→ **PAGE EXTRACT**
On 25 September 2011 the film was screened (out of competition) at the 2011 DMZ International Documentary Film Festival. The screening was followed by a panel discussion involving writer-director Jason Barker, Professor Taek-Gwang Lee of Kyung Hee University and Yongjune Park, the editor of Indigo, an English-language Korean humanities magazine. Both the film and director were the subject of national press coverage in the Hankook Ilbo.

On 3 October 2011 the film had its Serbian premiere at the Centre for Cultural Decontamination in Belgrade, with further screenings planned in the same venue on 20, 21 and 24 October.

Marx Reloaded premiered in the UK on 10 February 2012 at the Institute of Contemporary Arts in London, where it screened to sell-out audiences until 20 April.

Reviews of the film have been positive. Time Out London described it as containing "enough interesting ideas to make this well worth a watch for those with an interest in philosophy, politics and the general state of the world as we know it." Little White Lies called it an "engaging hour-long talking-head-meets-animation doc"; "the film shines a light on the many causes of the financial crumble, creating a compelling dialogue of Marx's theories on capitalism as they apply to its contemporary form." Subtitledonline.com awarded the film three out of a possible five stars, although criticized it for its "failure to balance quirky presentation with challenging content".

As well as reviews The Financial Times featured the film as part of its "Capitalism in Crisis" series, followed by an interview with Jason Barker and the editor of New Left Review, Robin Blackburn.

The London Evening Standard cited the film alongside the 2012 re-edition of The Communist Manifesto (introduced by Eric Hobsbawm) and Owen Jones' best-selling book Chavs: The Demonization of the Working Class as evidence of a resurgence of left-wing ideas.

==Blue or Red Pill?==

On 16 December 2011, the first in a series of public debates entitled "Blue or Red Pill?" (Crvena ili plava pilula?) was held at the Centre for Cultural Decontamination (CZKd), Belgrade, in which the social and political themes from the film were explored. Serbian film director Želimir Žilnik – himself noted for his socially-engaged film-making, most recently in the 2009 film Stara škola kapitalizma – participated in the event along with Jason Barker.

A second debate took place on 15 February 2012 at the Institute of Contemporary Arts (ICA), in which the BBC Newsnight economics editor Paul Mason, the blogger and The Independent journalist Laurie Penny, and Robin Blackburn joined Jason Barker. The debate considered the implications of Marx's work in the context of a growing popular resistance to the global economic and financial crisis, and whether the revolutionary change advocated by Marx had finally arrived: "Is humanity standing at a crossroads where a decision – and by whom or in whose name? – for 'another world' must be taken?"

→ **EXERCISE BRIEF**
In the text about the film's screenings and reception, copy the part from "Marx Reloaded premiered" up to and including "until 20 April.", substituting "opened" for "premiered".

→ **LISTED RECORDS**
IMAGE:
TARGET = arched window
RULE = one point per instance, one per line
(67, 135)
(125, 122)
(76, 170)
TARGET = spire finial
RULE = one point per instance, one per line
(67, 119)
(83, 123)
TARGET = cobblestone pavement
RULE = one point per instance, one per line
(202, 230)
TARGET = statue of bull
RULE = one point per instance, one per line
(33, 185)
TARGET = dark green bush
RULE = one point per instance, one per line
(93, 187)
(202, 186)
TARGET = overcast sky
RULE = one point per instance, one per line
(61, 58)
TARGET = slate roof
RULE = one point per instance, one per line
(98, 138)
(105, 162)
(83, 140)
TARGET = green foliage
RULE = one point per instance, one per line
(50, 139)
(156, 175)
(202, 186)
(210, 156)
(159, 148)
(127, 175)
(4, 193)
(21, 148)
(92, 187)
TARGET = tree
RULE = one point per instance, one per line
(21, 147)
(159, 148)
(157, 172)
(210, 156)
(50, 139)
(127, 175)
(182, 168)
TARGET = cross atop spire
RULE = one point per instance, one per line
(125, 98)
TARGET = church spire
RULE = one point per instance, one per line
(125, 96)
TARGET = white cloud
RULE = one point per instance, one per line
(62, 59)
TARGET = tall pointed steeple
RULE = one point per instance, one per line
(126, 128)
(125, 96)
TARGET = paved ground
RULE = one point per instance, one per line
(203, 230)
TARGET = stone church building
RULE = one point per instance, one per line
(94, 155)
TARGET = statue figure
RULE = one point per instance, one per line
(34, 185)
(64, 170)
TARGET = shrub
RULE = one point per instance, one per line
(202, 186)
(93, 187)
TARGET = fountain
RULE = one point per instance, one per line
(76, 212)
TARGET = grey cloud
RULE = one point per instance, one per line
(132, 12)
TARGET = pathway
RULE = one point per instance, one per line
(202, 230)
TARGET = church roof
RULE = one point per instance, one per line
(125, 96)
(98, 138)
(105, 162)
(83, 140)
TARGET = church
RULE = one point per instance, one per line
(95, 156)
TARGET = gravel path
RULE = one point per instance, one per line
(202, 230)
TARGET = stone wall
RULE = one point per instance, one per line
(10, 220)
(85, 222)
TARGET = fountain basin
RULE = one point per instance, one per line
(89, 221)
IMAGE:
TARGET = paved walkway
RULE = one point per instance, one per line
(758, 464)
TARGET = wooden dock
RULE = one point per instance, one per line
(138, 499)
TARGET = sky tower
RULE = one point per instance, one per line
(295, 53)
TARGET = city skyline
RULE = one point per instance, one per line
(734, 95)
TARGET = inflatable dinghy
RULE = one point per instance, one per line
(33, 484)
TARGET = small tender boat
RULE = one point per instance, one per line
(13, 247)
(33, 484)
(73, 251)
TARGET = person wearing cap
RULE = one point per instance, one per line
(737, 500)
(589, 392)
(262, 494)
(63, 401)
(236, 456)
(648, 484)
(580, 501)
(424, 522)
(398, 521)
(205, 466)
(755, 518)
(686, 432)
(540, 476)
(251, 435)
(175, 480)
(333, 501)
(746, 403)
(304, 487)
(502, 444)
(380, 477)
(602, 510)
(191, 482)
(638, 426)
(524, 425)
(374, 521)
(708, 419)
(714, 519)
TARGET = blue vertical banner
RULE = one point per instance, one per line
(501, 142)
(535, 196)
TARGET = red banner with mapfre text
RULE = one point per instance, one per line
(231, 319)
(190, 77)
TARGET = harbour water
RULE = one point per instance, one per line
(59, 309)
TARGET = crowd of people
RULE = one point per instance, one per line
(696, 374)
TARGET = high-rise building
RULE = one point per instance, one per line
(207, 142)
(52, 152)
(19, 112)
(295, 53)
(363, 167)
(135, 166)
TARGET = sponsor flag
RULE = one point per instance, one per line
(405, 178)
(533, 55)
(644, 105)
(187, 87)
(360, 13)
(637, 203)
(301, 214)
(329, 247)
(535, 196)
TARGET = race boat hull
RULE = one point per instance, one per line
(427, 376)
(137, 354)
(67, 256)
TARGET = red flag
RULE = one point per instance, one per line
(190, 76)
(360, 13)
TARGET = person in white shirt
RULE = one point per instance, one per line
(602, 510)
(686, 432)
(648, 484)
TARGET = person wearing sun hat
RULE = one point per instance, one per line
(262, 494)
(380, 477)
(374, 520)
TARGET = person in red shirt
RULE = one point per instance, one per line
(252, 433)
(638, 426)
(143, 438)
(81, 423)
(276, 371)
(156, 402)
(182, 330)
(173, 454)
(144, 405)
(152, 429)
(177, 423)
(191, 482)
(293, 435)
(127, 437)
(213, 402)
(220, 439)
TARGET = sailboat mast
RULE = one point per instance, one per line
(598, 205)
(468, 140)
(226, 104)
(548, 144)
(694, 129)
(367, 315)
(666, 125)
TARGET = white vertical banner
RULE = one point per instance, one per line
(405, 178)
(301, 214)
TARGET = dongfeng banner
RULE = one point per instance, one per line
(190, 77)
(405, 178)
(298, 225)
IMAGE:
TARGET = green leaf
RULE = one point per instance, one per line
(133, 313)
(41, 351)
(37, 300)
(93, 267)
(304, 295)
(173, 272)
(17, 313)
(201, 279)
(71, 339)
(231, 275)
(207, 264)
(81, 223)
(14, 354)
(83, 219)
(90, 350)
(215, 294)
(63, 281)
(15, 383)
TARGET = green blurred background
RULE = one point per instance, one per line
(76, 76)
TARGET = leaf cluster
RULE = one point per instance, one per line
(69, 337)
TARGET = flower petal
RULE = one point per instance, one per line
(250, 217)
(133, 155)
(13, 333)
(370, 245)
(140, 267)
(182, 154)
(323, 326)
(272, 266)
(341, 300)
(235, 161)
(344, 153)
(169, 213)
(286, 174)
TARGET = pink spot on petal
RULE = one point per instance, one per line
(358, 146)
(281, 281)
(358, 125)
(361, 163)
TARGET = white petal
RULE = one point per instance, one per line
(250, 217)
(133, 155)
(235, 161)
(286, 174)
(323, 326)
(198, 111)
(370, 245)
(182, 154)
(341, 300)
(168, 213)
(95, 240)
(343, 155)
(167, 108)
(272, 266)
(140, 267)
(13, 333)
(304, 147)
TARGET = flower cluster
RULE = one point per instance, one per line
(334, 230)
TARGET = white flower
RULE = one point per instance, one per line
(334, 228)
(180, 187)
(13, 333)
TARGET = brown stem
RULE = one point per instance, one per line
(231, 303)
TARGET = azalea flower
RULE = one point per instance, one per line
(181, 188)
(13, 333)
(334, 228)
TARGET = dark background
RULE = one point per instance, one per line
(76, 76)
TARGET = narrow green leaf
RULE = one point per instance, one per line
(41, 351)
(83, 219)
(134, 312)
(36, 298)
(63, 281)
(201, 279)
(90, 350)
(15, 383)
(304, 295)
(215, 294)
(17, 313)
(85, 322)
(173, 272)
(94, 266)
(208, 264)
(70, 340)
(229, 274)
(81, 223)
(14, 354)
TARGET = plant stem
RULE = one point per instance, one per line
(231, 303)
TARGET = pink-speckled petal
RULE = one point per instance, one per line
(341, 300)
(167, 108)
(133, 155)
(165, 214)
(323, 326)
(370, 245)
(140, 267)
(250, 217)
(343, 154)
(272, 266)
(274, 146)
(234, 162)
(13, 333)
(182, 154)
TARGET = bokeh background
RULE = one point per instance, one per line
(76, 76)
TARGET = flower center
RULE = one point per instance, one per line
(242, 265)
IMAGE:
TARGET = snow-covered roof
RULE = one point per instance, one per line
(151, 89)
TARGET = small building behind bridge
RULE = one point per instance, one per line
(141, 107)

→ **ANSWER BOX**
Marx Reloaded opened in the UK on 10 February 2012 at the Institute of Contemporary Arts in London, where it screened to sell-out audiences until 20 April.